▶ [VORLIEGENDER TEXT]
========================

Radio 1 auf UKW 89.0 München Logo 1987

Während seines Studiums Anfang der 80er-Jahre in Freising bei München hörte er „fast ausschließlich Ö3“, vor allem den „Ö3-Wecker“ (6-8 Uhr), das „Hitpanorama“ (11-12 Uhr) und oft auch „Freizeichen“ (14-15 Uhr), eine damals neuartige Sendung mit Hörerbeteiligung. Abends hörte er den „Treffpunkt Ö3“ und besonders gerne am Samstagabend Casey Kasem mit der American Top 40 („Details coming up“), anmoderiert von Rudi Klausnitzer. Die Ö3-Sendung „Bitte recht freundlich!“ (8-9 Uhr) wurde übrigens seit dem Programmstart 1971 bis 1985 von Bayern 3 übernommen. An den Start der Münchner Privatsender Mitte der 80er-Jahre erinnert sich Wenger auch noch, wenn auch weniger als Hörer: „Radio 1 sendete damals aus einem gläsernen Studio in einem Kaufhaus mitten in der Münchner Fußgängerzone.“                              

Ulli Wenger: Sein Weg zum Radio 

Nach dem Abitur und einer zweijährigen Bundeswehrzeit nahm Wenger, dessen Vater Zeitungsjournalist war, ein Studium der Landwirtschaft auf, das er in Bonn und Freising absolvierte, mit Praktika in Düsseldorf und Trier. Er schloss es als Diplom-Agraringenieur ab, übte aber anschließend keinen einschlägigen Beruf aus: „Meine Vorstellung war nie, auf einem Traktor zu sitzen. Ich wollte schon etwas mit Journalismus machen. Mir schwebte eher eine Stelle in der Presseabteilung von BASF, Bayer oder Boehringer vor.“

Der Anfang der Geschichte, wie Wenger zum Radio kam, sollte aber mit seinem Studium zu tun haben: Er war im Oktober 1984 als Student auf einem viertägigen Kongress in Karlsruhe, der die Gefahren von Nitrat im Trinkwasser zum Thema hatte, um darüber in einer Fachzeitschrift zu berichten. Danach fuhr Wenger am Freitag ins benachbarte Baden-Baden, um beim Ausbildungsbeauftragten des SWF vorzusprechen. Dieser stellte fest, dass sich ein Bauer mit grünen Themen dort noch nicht beworben hätte: „Dann hat er zu mir gesagt, dass ich meine Unterlagen da lassen sollte. Anschließend habe ich monatelang nichts mehr gehört, bis im Mai 1985 ein Brief vom SWF bei mir eintraf. Darin bot man mir ein Praktikum im Bonner SWF-Studio an. Eigentlich wollte ich zwar eher zu Frank Laufenberg nach Baden-Baden, aber ich wollte das Angebot dann doch nicht ausschlagen“, lässt Wenger die Anfänge Revue passieren.

========================

▶ [AUFGABEN]
1. Beantworte drei Fragen zum Text über Ulli Wenger:
(a) Von wo sendete Radio 1 damals laut Wenger?
(b) Mit welchem Abschluss beendete Wenger sein Studium?
(c) In welchem Studio bot der SWF Wenger im Mai 1985 ein Praktikum an?
2. Nimm den Text über Ulli Wengers Weg zum Radio nach seinem letzten Satz wieder auf und schreibe ihn weiter.

▶ [GESPEICHERTE DATEN]

========================

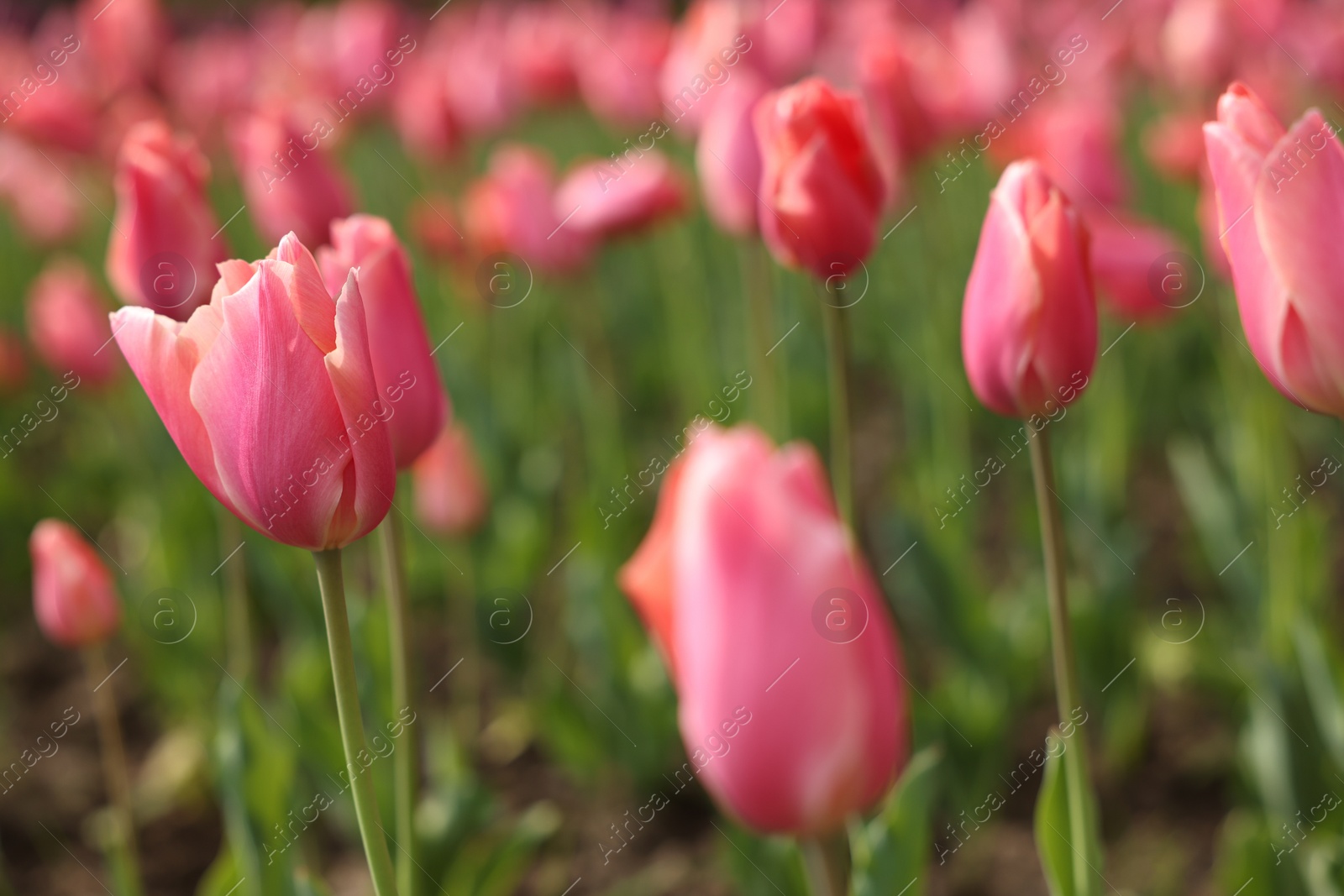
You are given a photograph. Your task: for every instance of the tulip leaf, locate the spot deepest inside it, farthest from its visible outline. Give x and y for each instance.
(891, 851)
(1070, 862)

========================

▶ [LÖSUNGEN]
1.
(a) Radio 1 sendete aus einem gläsernen Studio in einem Kaufhaus mitten in der Münchner Fußgängerzone.
(b) Er schloss sein Studium als Diplom-Agraringenieur ab.
(c) Der SWF bot ihm ein Praktikum im Bonner SWF-Studio an.

2.
Die Arbeit als Parlamentsjournalist ab September 1985 machte ihm durchaus Spaß. Nach zehn Tagen war er auf einer Pressekonferenz kritischer Bayer-Aktionäre. Als darüber dann in „Heute Mittag“ von SWF1 sein erster Beitrag gesendet wurde, meldete sich anderntags die Presseabteilung des Bayer-Konzerns aus Leverkusen, um sich darüber zu beschweren: „Das hat mir zum einen eindrucksvoll gezeigt, dass der SWF doch sehr weit gehört wurde. Und zum anderen, dass Radio eine ordentliche Kraft hat und etwas bewirken kann“, merkt Wenger an.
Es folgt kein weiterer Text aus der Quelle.